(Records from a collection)
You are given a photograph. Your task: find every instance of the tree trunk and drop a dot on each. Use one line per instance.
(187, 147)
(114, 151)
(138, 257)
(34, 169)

*Problem requirements*.
For the records above, restate every line word for word.

*Exercise result*.
You are given a photograph. Your task: find every instance of the tree trunk and drop a dot on each. Use one line per instance.
(187, 147)
(114, 151)
(138, 257)
(34, 169)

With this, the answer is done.